STUDY TEXT
There was progress on kilojoule (energy) content labelling on fast food menus with the Forum taking steps to ensure nationally consistent information but stopping short of mandating national menu board labelling.  There was also a step forwards on hidden ingredients with ministers referring the Review Panel’s recommendations that the sources of added sugars and fats should be declared on food labels to FSANZ for technical advice. Hopefully this will result in the labelling of palm oil which many consumers would like to avoid for health or environmental reasons.

Ministers also committed to a mandatory warning message about the risks of consuming alcohol while pregnant. However, their decision means that mandatory labelling will follow a two year period to allow for voluntary industry take up, and there was a rejection of the Review Panel’s recommendation for general warning labels.

The Forum failed to commit to the already industry-friendly recommendation that trans fats be mandatorily declared if they are not phased out by January 2013, and instead questioned the need for a phase out.

EXTRACTED ENTRIES
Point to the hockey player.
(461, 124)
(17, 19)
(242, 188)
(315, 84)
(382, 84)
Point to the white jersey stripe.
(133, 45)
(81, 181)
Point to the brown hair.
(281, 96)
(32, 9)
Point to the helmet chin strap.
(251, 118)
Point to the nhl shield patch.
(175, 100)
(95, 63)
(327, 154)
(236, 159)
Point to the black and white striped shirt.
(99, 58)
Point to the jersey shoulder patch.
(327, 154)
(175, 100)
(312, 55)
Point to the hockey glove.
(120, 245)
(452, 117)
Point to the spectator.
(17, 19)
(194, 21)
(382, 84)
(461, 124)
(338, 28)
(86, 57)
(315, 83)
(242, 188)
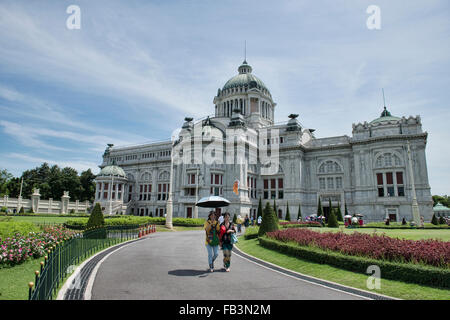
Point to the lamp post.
(415, 205)
(196, 194)
(110, 195)
(169, 207)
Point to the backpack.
(213, 238)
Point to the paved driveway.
(173, 265)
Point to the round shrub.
(269, 221)
(96, 219)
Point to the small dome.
(245, 78)
(112, 170)
(385, 116)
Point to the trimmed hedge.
(301, 225)
(382, 225)
(251, 233)
(79, 224)
(10, 228)
(406, 272)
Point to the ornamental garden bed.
(300, 224)
(79, 224)
(25, 245)
(382, 225)
(424, 262)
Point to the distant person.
(246, 221)
(226, 230)
(212, 229)
(221, 218)
(239, 223)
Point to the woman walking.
(226, 230)
(212, 228)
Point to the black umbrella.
(212, 202)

EXERCISES
A. Reproduce the food labelling text word for word, starting with "There was progress" and going on through "general warning labels.".
B. Extend the food labelling text, picking up right after its last sentence.

RESPONSES BY TASK
A.
There was progress on kilojoule (energy) content labelling on fast food menus with the Forum taking steps to ensure nationally consistent information but stopping short of mandating national menu board labelling.  There was also a step forwards on hidden ingredients with ministers referring the Review Panel’s recommendations that the sources of added sugars and fats should be declared on food labels to FSANZ for technical advice. Hopefully this will result in the labelling of palm oil which many consumers would like to avoid for health or environmental reasons.

Ministers also committed to a mandatory warning message about the risks of consuming alcohol while pregnant. However, their decision means that mandatory labelling will follow a two year period to allow for voluntary industry take up, and there was a rejection of the Review Panel’s recommendation for general warning labels.

B.
Finally, Ministers refused to close loopholes on labelling of genetically modified foods and rejected calls for products made with ‘new technologies’, like nanotechnology, to be labelled for 30 years instead committing to ‘case by case’ consideration.

CHOICE verdict

Overall, the progress on interpretive front-of-pack labelling, health and nutrition claims, country-of-origin loopholes and a health framework are important wins for consumers. Unfortunately, these wins are almost matched by missed opportunities on the key priorities of country-of-origin format and free range definitions.

When the additional failures on new technologies and hidden ingredients are added to the mix, the final result looks a little half-baked. CHOICE will continue to call for better food labelling and we hope to be part of developments on those priority areas the Forum has chosen to act on. We are confident that despite the missed opportunities, the future of food labelling is looking better for Australian consumers.